LA CRISE DES ANNÉES 1930
(SECONDE PARTIE)
  
par Pierre Desrochers
  
Première partie 
 
          La Grande Dépression des années 1930 est probablement le sujet le plus étudié en histoire économique américaine. Contrairement à certains mythes tenaces véhiculés par les opposants de l'économie de marché, il n'y a toutefois pas encore de consensus sur ses causes et sa durée exceptionnelle. Notre collaborateur complète donc dans cette livraison une brève introduction à l'analyse de la crise telle qu'elle a été élaborée par Friedrich Hayek, Murray Rothbard, Milton Friedman, Robert Higgs et d'autres auteurs libéraux(1)  
   
*   *   *
          Nous avons vu dans la chronique précédente comment les politiques interventionnistes de l'administration Hoover et du Congrès américain transformèrent un ajustement structurel sans doute passager en une crise économique sans précédent. C'est ainsi que malgré le rôle considérablement accru du gouvernement fédéral, la production minière et industrielle des États-Unis diminua de plus de la moitié entre 1929 et 1933. L'avoir réel des consommateurs chuta quant à lui de 28% durant cette période, tandis que le nombre de chômeurs passa de 1,6 à 12,8 millions, faisant monter le taux de chômage à près de 25%.

• **DONNÉES ENREGISTRÉES**
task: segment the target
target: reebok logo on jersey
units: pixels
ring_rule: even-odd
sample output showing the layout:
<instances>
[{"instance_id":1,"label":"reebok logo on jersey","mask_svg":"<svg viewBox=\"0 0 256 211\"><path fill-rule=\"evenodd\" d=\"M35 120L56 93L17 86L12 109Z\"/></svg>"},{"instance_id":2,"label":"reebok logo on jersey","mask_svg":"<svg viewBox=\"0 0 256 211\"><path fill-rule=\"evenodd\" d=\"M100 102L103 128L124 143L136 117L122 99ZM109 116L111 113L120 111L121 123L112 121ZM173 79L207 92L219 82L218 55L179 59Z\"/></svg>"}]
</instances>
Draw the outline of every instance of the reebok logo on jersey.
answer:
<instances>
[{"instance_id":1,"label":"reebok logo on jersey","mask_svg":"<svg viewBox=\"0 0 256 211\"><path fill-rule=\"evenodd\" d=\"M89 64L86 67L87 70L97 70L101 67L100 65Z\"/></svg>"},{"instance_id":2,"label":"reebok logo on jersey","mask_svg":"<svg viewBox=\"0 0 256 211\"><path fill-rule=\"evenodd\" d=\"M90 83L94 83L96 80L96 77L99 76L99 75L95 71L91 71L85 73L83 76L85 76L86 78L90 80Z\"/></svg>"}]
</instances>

• **TÂCHE COURTE 1**
Répondez aux questions suivantes d'après l'extrait sur la crise des années 1930 :
(a) Quels auteurs libéraux sont nommés comme ayant élaboré l'analyse de la crise ?
(b) De combien la production minière et industrielle des États-Unis a-t-elle diminué entre 1929 et 1933 ?
(c) Combien de chômeurs les États-Unis comptaient-ils au début et à la fin de cette période ?
• **TÂCHE COURTE 2**
Reformulez sous forme de liste le paragraphe de l'extrait sur la crise des années 1930 qui commence par « Nous avons vu dans la chronique précédente », en conservant ses faits principaux.
• **TÂCHE COURTE 3**
Poursuivez l'extrait sur la crise des années 1930 à partir de sa dernière phrase.

• **RÉPONSE 1**
(a) Friedrich Hayek, Murray Rothbard, Milton Friedman et Robert Higgs.
(b) Elle a diminué de plus de la moitié.
(c) Leur nombre est passé de 1,6 à 12,8 millions.

• **RÉPONSE 2**
- Selon la chronique précédente, les politiques interventionnistes de l'administration Hoover et du Congrès américain ont transformé un ajustement structurel sans doute passager en une crise économique sans précédent.
- Le rôle du gouvernement fédéral s'est considérablement accru.
- Entre 1929 et 1933, la production minière et industrielle des États-Unis a diminué de plus de la moitié.
- Durant la même période, l'avoir réel des consommateurs a chuté de 28 %.
- Le nombre de chômeurs est passé de 1,6 à 12,8 millions, et le taux de chômage a atteint près de 25 %.

• **RÉPONSE 3**
 
Le volte-face de Roosevelt 
 
          En réaction aux politiques interventionnistes de Herbert Hoover, Franklin Delano Roosevelt tint un discours des plus libéraux lors de la campagne électorale de 1932. Il promit alors une réduction de 25% des dépenses fédérales, un budget équilibré, un dollar stable basé sur l'étalon-or, le retrait du gouvernement fédéral de domaines où le secteur privé serait plus efficace et l'abolition pure et simple des subventions agricoles instaurées par les républicains. S'appuyant sur cette plate-forme, Roosevelt remporta une victoire des plus convaincantes en obtenant 472 votes du collège électoral contre seulement 59 pour le président sortant.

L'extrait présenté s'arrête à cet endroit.